__Source data__

§

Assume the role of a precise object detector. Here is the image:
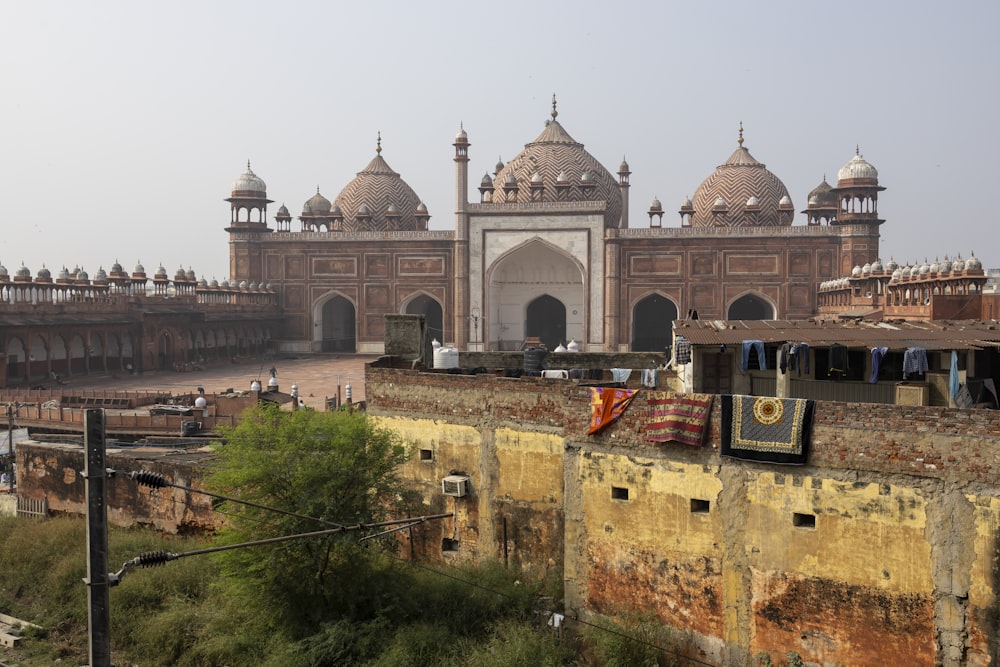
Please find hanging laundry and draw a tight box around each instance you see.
[674,336,691,366]
[740,340,767,373]
[611,368,632,384]
[903,347,927,380]
[587,387,638,435]
[868,347,889,384]
[948,350,962,398]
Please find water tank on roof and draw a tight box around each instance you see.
[434,346,458,368]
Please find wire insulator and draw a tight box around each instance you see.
[132,470,167,489]
[136,551,174,567]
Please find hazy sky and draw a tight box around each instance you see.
[0,0,1000,280]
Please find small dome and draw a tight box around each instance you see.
[837,149,878,183]
[302,188,332,215]
[233,161,267,196]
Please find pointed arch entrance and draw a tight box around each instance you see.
[632,294,677,352]
[525,294,566,350]
[316,294,357,352]
[403,294,444,343]
[482,238,589,350]
[726,294,775,320]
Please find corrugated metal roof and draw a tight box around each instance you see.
[674,320,1000,350]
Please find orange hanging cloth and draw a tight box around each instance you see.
[587,387,638,435]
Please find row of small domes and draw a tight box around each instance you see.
[820,253,983,289]
[0,262,272,290]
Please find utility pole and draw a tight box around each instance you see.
[83,409,112,667]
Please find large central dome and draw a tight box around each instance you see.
[334,134,430,231]
[484,102,622,227]
[691,126,794,227]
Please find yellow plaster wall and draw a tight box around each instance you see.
[580,453,722,557]
[746,471,933,593]
[375,417,482,485]
[494,428,565,503]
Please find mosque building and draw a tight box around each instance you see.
[227,99,896,353]
[0,98,988,386]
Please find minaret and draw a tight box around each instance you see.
[226,160,272,282]
[452,124,471,349]
[618,156,632,229]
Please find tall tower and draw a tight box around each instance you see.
[226,166,272,283]
[830,147,885,275]
[452,125,470,349]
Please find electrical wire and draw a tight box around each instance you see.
[121,468,714,667]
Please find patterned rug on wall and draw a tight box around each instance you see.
[721,395,815,465]
[646,391,715,447]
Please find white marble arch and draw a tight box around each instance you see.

§

__Given task__
Can you rewrite all the entries above with "tight box" swapped for "close-fitting box" everywhere it appears, changing nothing else and leaving out the pictures?

__Correct answer__
Assume the role of a precise object detector. Here is the image:
Please find hanging laundry and draw a close-fitting box around each instance you see.
[674,336,691,366]
[740,340,767,373]
[611,368,632,384]
[903,347,927,380]
[587,387,638,435]
[868,347,889,384]
[948,350,962,398]
Please find water tank on roof and draw a close-fitting box around each instance you see.
[434,346,458,368]
Please find wire insulator and draw a close-fitting box around each instance you see.
[132,470,167,489]
[136,551,174,567]
Please find hazy sky and draw a close-fitting box around each instance you see.
[0,0,1000,280]
Please find small dome and draw a close-fitting box around each instance you see.
[837,149,878,183]
[302,188,332,215]
[233,161,267,196]
Please find pointed arch entrance and draw a close-fitting box around each instance you see.
[632,294,677,352]
[525,294,566,350]
[316,294,357,352]
[403,294,444,343]
[482,238,589,350]
[726,294,775,320]
Please find corrugated metal roof and draw a close-fitting box around each instance you see.
[674,320,1000,350]
Please find orange hanging cloth and draw a close-fitting box around each instance you see.
[587,387,638,435]
Please find row of small domes and draw a close-fitting box around each instance you see.
[820,253,983,289]
[0,262,272,290]
Please find utility pole and draw a close-fitting box around each instance you see.
[83,409,112,667]
Please find large central dome and draw a close-fitting box around each instance you see.
[334,134,430,231]
[484,102,622,227]
[691,126,794,227]
Please find yellow plaster wall and draw a close-fitting box around each instance you see.
[580,453,722,557]
[746,471,933,593]
[375,417,482,485]
[494,428,565,503]
Please find mosque building and draw a close-fitting box around each instance you see.
[227,99,896,353]
[0,98,988,386]
Please find minaret and draw a close-fitting box around each instance you see.
[226,160,272,282]
[452,124,471,349]
[618,156,632,229]
Please find tall tower and draw a close-fitting box around each instance you see.
[226,166,272,283]
[830,147,885,275]
[452,125,470,349]
Please find electrical wire and draw a close-fitting box around each instance you see.
[121,468,714,667]
Please find patterned rug on wall and draw a close-fitting box around each instance you see.
[721,395,815,465]
[646,391,715,447]
Please find white marble arch and draw a close-fitting box around each instance you see.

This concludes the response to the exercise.